## begin
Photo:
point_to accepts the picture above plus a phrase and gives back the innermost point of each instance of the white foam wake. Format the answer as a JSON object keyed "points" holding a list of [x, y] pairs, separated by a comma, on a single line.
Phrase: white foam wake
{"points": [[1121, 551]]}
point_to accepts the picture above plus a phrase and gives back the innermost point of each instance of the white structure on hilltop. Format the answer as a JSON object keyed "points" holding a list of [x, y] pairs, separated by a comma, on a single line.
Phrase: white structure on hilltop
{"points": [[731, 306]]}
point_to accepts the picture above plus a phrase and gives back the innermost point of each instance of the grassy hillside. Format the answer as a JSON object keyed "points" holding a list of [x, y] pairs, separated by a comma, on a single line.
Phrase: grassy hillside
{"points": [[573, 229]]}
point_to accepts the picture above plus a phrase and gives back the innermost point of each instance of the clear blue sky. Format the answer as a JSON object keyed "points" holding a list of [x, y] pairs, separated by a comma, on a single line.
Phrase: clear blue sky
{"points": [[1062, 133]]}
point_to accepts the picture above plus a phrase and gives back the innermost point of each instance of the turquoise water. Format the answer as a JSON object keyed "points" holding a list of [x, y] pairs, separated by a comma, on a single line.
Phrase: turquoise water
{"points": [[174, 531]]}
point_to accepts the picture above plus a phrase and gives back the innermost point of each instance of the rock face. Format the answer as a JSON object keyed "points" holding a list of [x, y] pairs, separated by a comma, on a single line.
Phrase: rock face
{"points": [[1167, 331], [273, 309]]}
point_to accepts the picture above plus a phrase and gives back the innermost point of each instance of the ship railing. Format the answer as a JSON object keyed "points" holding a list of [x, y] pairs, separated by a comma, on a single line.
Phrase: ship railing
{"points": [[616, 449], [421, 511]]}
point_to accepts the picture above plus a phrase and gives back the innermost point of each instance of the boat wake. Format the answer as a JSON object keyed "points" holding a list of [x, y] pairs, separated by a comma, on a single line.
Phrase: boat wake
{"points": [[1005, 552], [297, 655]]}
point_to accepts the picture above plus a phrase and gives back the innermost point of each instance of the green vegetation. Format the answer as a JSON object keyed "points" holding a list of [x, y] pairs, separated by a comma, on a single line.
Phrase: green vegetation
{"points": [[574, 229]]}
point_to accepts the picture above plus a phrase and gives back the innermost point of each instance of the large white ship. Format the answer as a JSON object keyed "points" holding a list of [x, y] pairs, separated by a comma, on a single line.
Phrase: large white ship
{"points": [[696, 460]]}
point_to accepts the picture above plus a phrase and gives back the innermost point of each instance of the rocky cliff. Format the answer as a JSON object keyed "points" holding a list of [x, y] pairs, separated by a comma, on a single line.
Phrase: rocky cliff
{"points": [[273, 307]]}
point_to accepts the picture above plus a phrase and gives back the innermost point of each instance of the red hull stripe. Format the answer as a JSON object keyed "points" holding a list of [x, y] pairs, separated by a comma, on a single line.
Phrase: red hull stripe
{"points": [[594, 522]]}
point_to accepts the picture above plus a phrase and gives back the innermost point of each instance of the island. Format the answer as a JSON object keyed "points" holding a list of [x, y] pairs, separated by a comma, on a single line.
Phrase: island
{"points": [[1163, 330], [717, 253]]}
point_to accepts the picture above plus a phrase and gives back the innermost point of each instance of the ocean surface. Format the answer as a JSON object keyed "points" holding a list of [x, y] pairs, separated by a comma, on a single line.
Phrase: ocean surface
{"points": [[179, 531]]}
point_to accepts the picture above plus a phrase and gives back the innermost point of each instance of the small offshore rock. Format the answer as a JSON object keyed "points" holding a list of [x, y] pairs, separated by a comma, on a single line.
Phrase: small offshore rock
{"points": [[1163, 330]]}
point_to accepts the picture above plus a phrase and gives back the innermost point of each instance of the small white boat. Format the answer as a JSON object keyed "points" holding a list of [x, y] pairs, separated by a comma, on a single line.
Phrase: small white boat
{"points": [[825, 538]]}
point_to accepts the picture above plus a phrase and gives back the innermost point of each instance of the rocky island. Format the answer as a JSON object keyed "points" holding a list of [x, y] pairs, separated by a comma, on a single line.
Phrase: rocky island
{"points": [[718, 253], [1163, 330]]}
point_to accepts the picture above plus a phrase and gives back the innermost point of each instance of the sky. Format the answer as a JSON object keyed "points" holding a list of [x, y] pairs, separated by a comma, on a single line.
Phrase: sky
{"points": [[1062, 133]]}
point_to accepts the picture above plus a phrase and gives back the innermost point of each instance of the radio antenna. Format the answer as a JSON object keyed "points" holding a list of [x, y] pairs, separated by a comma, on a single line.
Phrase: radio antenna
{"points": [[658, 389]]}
## end
» WRITTEN PROBLEM
Reproduce the records above verbatim, from the first line to the last, without altering anything.

» EXERCISE RESPONSE
Photo:
point_to accepts the picture above plus a phrase and gives back the innermost point of each instance of the white foam wake. Format the answer as a JSON object keyed "points" holding a list of [x, y] pairs, separated by a comma, on a single line.
Phrase: white foam wake
{"points": [[1121, 551]]}
point_to accepts the picture above plus a phrase and gives back the innermost point of each instance of the white structure on hilltop. Format the answer as a JSON object keyed "points" holding a list of [x, y] pairs, separated by a comma, on a single line.
Phrase: white structure on hilltop
{"points": [[731, 306]]}
point_to accepts the picture above plus a phrase and gives back the innermost point of each instance of the grassy hillside. Format the answer as a JSON object keyed "points" holding a list of [x, y] pairs, separated by a comma, on a single line.
Phrase: grassy hillside
{"points": [[573, 229]]}
point_to accepts the picture above plus a phrase and gives back the innermost point of each instance of the clear blue sky. Format the answer as a JSON object keyed "points" holding a list of [x, y] pairs, separated by a comma, on a single line.
Phrase: clear blue sky
{"points": [[1062, 133]]}
point_to accepts the picture above plus a phrase and gives back the innermost point of each instance of the turquoise water. Format the answer as a JSON object keyed "points" holding a list of [x, y] pairs, separated by a comma, on a single line.
Phrase: turquoise water
{"points": [[174, 531]]}
point_to accepts the picture above plus a phrase and gives back the innermost point of each instance of the rock face. Format the answer as a JSON object keyed "points" holding a list of [x, y] pairs, separated by a comma, on a single line.
Phrase: rock face
{"points": [[1167, 331], [273, 309]]}
point_to accepts the picture above plus a phrase and gives back the innermost point of each instance of the ship railing. Format the answer as a JSON object keyed "points" holding a list of [x, y] pairs, separated by a comma, on a single line.
Phrase: ship railing
{"points": [[616, 449], [421, 511]]}
point_to accepts the picture above plus a phrase and gives back the innermost point of each instance of the boat wake. Format the answer as a JSON object keyed "points" holding a list of [x, y] pairs, separated by a comma, on a single line.
Phrase: boat wake
{"points": [[1005, 552], [297, 655]]}
point_to accepts the picture above plus a phrase and gives back the innermost point of each instance of the green vegetation. Format the answer as a JSON object keyed "points" holding a list of [x, y] pairs, separated by a comma, on a single line.
Phrase: green vegetation
{"points": [[574, 229]]}
point_to accepts the picture above plus a phrase and gives back the innermost point of each instance of the large white ship. Format the answer as a JSON object keyed "points" holding a list of [x, y] pairs, separated by a comma, on a single line.
Phrase: large white ship
{"points": [[696, 460]]}
point_to accepts the picture above plus a phrase and gives back the innermost point of each instance of the rocky cliff. Format the answer as a JSON object keyed "points" holding a list of [x, y] pairs, separated by a comma, on a single line.
Phrase: rocky cliff
{"points": [[273, 307]]}
point_to accepts the picture above plus a phrase and gives back the innermost point of each instance of the red hull stripe. Format the answer as a JSON object keyed "points" holding a list of [x, y] pairs, separated by a comma, on a single line.
Phrase: red hull stripe
{"points": [[594, 522]]}
point_to accepts the picture above plus a phrase and gives back the innermost point of each instance of the island. Format the answer as a JSON object keyed "points" holding a list of [x, y] pairs, separated by a comma, on a single line.
Phrase: island
{"points": [[1163, 330], [717, 253]]}
point_to accepts the picture above plus a phrase and gives back the innermost point of each instance of the ocean surface. Format the answer as a JSON object keyed "points" holding a list of [x, y] pairs, separated by a comma, on a single line.
Phrase: ocean surface
{"points": [[179, 531]]}
point_to accepts the picture above plus a phrase and gives back the innermost point of each instance of the small offshore rock. Format the answer as a JSON object keyed "points" holding a list of [x, y] pairs, separated by a comma, on a single line.
Phrase: small offshore rock
{"points": [[1163, 330]]}
point_to accepts the picture above plus a phrase and gives back the innermost point of each instance of the small white boat. Format the answer as a JSON object keyed "points" holding a list of [x, y] pairs, separated by a comma, on a single line.
Phrase: small white boat
{"points": [[825, 538]]}
point_to accepts the picture above plus a phrase and gives back the innermost point of each instance of the rocky island. Format the answer as a JSON object keyed "points" holding a list of [x, y] pairs, separated by a comma, on a single line.
Phrase: rocky island
{"points": [[718, 253], [1163, 330]]}
point_to accepts the picture above plus a phrase and gives back the innermost point of each instance of the sky. Format the answer as a JSON object keyed "points" holding a list of [x, y] pairs, separated by a comma, on a single line.
Phrase: sky
{"points": [[1062, 133]]}
point_to accepts the picture above plus a phrase and gives back the innermost point of each instance of the radio antenna. Format the answer as a JSON object keyed "points" holding a list of [x, y] pairs, separated by a comma, on a single line.
Phrase: radio antenna
{"points": [[658, 389]]}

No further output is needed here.